A partly read-only portable web-site

Edward Kogan
March 20, 1997
6.033 Recitation 11


A design of a portable modifiable hypertext network is presented. Parts of the network may be located on read-only media, yet documents can be freely added to it, deleted or updated. The database can be easily copied, and out-of-date copies updated from the master record. It is assumed that the hypertext network is contained on a single host and contains no links to outside documents. Several solutions are considered, with different tradeoffs between space and time overheads and a preferred solution is chosen based on the assumed computing environment characteristics

1.0 Introduction

With the growth of World Wide Web, hypertext media, such as HTML, has become very widespread. But its utility need not be limited to Internet applications. Even if a site is not connected to the Internet, a web browser can be used to view documents on local disk. Hypertext is a convenient organization of knowledge for human consumption, since only the currently relevant part of the information can be on display at any time and related pieces of data which do not fit well into linear presentation of plain text can be immediately linked with hyperlinks. In addition, if the data is represented in HTML, then any browser can serve as a powerful graphical interface to it without any extra effort on the part of the content provider. For these reasons, it is convenient to use HTML technology to encode data even it is not intended or not primarily intended for Internet distribution.

The target use of the portability techniques discussed in this paper is an Egyptology database, containing HTML files, images and sound files. The author, when going on field expeditions to digs in Egypt, would like to carry it with him. Since there are no computer networks on archaeological digs, the database has to be physically present on the authors computer, and, since the database is quite large, the only practical way of doing so is to carry it on read-only CD-ROM media. Despite the fact that CD-ROM's are read-only, it would be convenient if the archeologist could add working notes, update old and delete obsolete data. He should also be able to give extra copies of his database to any of his interested colleagues, with any of his field updates attached. There should exist mechanisms to keep all of these copies: the master copy in the home computer, the author's local copy and several users' copies reasonably up-to-date. The main constraint on the design is that a standard web browser is to be used as the front-end to any copy of the database, regardless of any changes to it, presumably since our users do not have the resources to implement their own customized web client.

The situation described above can be restated as a special case of generic groupware application. There exists a shared database with an author and a number of viewers, with the author being the only one authorized to modify the database. As a possible extension of this special case, we can have several authors for the database, but that is beyond the scope of this paper. The database has several copies: the master copy, the author's modifiable local copy and the viewers' read-only local copies. Contact between these copies may be intermittent, so that some copies may become outdated with time and will need to be updated from the more recent ones. Since there is only one author in our case, there will always be the most recent copy of the database, simplifying the matters considerably. Another complication is that, although the author's copy is logically fully modifiable, and viewers' copies are logically read-only, physically they are composed of both read-only and writable storage media.

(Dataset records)
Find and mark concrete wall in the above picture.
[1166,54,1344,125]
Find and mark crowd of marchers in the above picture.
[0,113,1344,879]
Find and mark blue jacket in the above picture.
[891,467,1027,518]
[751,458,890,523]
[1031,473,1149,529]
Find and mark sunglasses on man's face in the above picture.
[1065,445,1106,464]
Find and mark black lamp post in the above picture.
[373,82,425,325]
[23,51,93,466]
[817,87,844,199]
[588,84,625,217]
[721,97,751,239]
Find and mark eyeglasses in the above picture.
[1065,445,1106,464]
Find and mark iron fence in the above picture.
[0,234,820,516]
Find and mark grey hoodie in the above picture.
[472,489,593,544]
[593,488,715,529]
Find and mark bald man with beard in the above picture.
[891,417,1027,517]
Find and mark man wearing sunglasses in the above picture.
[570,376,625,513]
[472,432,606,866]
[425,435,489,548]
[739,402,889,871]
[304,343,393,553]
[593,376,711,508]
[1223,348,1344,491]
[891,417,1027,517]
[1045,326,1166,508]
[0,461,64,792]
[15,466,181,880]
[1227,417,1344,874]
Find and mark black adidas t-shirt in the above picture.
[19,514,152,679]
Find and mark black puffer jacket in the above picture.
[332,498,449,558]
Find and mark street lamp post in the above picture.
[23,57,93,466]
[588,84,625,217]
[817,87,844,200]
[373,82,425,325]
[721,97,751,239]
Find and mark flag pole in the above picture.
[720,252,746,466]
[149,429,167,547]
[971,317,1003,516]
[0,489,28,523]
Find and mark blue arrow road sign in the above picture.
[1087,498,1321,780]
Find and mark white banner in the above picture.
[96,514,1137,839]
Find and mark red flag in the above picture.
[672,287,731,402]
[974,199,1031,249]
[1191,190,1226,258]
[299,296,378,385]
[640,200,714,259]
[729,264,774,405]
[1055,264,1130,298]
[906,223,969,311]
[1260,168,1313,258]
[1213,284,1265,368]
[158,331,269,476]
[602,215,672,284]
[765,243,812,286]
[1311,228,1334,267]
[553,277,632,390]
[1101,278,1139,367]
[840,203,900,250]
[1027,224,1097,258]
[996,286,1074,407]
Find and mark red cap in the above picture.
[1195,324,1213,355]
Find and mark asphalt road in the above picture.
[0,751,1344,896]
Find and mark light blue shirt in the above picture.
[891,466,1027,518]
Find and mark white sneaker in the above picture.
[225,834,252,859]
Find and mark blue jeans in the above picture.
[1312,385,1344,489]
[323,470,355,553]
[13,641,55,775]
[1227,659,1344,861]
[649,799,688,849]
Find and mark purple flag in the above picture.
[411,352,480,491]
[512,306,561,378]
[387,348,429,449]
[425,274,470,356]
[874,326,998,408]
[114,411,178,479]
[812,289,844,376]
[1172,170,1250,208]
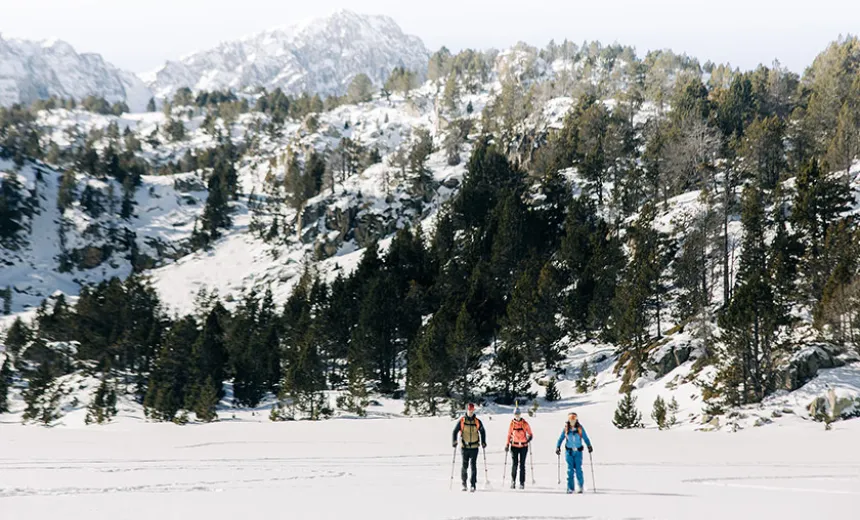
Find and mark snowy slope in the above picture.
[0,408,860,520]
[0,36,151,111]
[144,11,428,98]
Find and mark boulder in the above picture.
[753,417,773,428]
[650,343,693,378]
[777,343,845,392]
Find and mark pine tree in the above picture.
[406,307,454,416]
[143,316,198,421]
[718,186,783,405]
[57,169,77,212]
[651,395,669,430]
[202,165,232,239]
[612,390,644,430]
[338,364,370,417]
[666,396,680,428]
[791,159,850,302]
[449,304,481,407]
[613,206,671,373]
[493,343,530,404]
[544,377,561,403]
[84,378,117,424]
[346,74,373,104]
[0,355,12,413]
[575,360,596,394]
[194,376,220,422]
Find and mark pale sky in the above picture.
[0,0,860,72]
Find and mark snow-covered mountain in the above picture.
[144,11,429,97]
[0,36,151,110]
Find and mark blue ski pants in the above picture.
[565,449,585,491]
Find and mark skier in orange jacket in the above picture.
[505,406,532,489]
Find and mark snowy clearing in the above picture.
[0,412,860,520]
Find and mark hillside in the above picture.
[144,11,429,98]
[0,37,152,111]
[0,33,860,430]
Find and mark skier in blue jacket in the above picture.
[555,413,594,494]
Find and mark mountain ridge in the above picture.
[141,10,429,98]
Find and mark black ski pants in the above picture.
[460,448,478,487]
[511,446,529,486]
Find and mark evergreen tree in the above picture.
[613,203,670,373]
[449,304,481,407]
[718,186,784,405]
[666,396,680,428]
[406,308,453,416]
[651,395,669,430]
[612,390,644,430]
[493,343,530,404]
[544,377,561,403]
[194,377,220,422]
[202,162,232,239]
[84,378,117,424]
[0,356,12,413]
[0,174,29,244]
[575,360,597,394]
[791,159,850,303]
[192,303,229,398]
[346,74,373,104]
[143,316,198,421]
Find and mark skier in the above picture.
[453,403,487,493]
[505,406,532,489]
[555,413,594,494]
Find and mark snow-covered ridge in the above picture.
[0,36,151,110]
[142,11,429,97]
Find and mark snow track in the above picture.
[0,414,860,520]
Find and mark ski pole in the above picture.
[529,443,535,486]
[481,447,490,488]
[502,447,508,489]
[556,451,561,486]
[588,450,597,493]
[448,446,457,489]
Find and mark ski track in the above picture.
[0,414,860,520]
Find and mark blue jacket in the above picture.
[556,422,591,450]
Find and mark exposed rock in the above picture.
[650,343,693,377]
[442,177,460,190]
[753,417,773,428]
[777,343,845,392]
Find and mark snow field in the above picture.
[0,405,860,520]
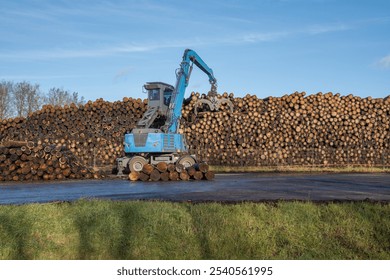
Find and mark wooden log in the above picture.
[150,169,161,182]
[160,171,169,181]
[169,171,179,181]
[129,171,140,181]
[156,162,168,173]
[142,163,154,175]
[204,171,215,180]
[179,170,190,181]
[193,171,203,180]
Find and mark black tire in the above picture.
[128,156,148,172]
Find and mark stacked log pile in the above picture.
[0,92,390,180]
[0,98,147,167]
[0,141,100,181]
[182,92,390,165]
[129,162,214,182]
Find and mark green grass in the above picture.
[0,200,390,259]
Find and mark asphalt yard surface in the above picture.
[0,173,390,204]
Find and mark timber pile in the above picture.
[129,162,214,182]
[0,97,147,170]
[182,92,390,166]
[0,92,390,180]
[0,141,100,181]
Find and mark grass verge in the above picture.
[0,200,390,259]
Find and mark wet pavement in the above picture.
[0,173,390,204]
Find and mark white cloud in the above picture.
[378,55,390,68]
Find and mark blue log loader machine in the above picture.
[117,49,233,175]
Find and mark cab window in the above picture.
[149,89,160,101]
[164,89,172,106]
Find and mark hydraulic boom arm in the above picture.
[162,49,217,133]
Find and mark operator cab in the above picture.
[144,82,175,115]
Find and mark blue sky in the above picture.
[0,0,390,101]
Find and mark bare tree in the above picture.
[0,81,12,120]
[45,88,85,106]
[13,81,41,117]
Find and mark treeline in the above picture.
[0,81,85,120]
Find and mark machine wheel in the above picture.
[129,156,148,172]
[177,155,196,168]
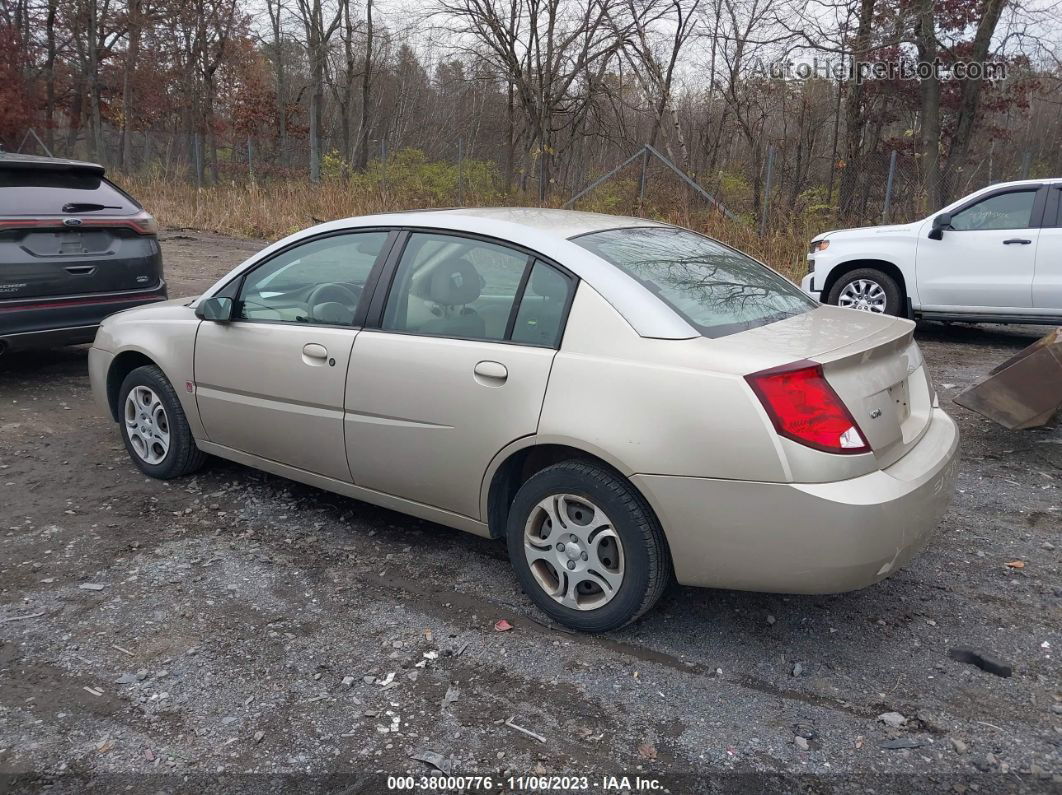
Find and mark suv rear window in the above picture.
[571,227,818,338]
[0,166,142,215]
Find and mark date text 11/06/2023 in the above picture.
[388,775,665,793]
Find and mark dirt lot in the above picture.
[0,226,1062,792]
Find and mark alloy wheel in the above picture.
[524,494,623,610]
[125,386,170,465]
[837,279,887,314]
...
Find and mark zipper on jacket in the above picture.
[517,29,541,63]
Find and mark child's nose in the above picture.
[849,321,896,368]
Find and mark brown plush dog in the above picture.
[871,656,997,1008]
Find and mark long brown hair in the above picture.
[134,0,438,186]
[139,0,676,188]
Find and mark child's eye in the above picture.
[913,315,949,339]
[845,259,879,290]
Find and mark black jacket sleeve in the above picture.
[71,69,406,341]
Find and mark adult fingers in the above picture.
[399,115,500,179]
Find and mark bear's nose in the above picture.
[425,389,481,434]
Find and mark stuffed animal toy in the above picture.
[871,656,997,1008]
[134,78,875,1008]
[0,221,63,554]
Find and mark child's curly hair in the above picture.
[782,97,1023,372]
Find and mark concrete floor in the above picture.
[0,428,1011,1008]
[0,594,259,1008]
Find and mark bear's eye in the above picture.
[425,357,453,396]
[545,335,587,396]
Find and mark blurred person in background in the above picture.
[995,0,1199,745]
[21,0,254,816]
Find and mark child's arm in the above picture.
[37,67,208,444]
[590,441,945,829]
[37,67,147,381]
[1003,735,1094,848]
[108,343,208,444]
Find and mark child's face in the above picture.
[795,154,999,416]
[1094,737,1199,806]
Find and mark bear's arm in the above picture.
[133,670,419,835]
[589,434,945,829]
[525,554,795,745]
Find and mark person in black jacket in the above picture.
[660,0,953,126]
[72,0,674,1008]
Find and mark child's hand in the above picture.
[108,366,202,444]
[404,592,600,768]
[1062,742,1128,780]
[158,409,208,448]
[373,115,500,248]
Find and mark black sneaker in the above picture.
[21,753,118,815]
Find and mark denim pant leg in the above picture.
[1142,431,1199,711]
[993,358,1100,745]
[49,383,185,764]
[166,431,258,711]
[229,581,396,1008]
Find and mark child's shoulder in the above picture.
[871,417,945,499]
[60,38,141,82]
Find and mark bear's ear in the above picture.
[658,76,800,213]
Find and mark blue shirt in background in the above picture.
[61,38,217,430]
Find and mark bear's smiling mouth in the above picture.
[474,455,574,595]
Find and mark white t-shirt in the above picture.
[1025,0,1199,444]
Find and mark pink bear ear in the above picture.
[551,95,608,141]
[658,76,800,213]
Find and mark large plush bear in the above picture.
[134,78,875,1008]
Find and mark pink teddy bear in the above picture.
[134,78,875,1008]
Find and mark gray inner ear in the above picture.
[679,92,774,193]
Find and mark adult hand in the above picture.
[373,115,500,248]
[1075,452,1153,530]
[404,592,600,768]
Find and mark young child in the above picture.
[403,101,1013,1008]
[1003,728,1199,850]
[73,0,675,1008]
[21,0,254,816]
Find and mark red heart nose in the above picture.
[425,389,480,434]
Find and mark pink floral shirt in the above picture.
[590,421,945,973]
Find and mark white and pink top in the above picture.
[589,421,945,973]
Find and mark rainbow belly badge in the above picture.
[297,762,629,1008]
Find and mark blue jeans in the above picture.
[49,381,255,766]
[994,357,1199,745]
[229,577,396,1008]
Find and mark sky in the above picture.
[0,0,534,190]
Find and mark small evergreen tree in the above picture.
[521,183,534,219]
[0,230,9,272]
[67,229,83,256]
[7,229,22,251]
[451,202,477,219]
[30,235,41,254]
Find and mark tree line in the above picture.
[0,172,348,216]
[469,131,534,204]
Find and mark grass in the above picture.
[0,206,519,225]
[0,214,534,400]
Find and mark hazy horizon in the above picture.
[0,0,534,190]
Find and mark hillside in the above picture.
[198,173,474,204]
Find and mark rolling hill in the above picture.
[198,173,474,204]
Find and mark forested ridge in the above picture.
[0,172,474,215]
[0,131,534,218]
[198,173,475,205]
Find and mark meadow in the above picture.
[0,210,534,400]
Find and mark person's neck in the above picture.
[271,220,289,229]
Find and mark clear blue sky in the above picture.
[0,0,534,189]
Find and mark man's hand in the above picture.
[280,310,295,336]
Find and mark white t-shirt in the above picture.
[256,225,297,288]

Requirement
Continue the paper on the partly read-only portable web site, starting after its last sentence.

Exercise response
2.0 Design Considerations

2.1 Hardware availability

The master copy is located on a stationary computer, which has a large enough filesystem to keep it completely in disk and high-enough computing power to act as the web server for it. It will be assumed to have no hardware limitations in either processor speed, storage size or network connectivity within reasonable bounds. The portable computer of the author as well as equipment available to the viewers are more limited. All of them have a CD-ROM drive and enough computing power to run a web browser. This leaves a large amount of uncertainty to the speed and memory size of the computer, since a web browser may range from something as simple as a text-mode interface to something as complex and memory-hogging as Netscape Communicator. Still, it is probably safe to assume that the client's computer has around half a dozen megabytes free on its hard drive and ability to run several processes simultaneously; for example, a local copy of an http server and a web browser. A greater limiting factor is the network connectivity. It is unavailable most of the time, and even if a computer does manage to connect to the Internet, the throughput of the connection will be very small. Minimizing network communication is a high priority design goal.

2.2 Design goals

2.2.1 Simplicity

One of the prerequisites of the design is that a standard web browser may serve as a front end to the database. There are two possible reasons for this requirement. The first is that a customized front end will be prohibitively expensive to develop, or, alternatively, some users of the database may be remote and so will not have access to a customized front end. In the usage scenario given, the database's local copy will not have any remote users, so the stumbling block must be the complexity of implementing a custom web browser. In addition, the problem specification implied that a single person should be able to do the implementation. The conclusion is that simplicity of the resulting system is an important design goal. Correspondingly, a solution should not require rewriting or modifying a major application or part of the operating system. A solution needing a custom editor, or a special file system is not acceptable. Ideally, only a short collection of utility programs or scripts should be needed.

2.2.2 Transparency

The system should be hidden away from the user as much as possible. Ideally, the user should not even be aware that some of the database is located on CD-ROM, and in any case, she shouldn't have to memorize dozens of steps which must be done exactly and in order to change anything in the database.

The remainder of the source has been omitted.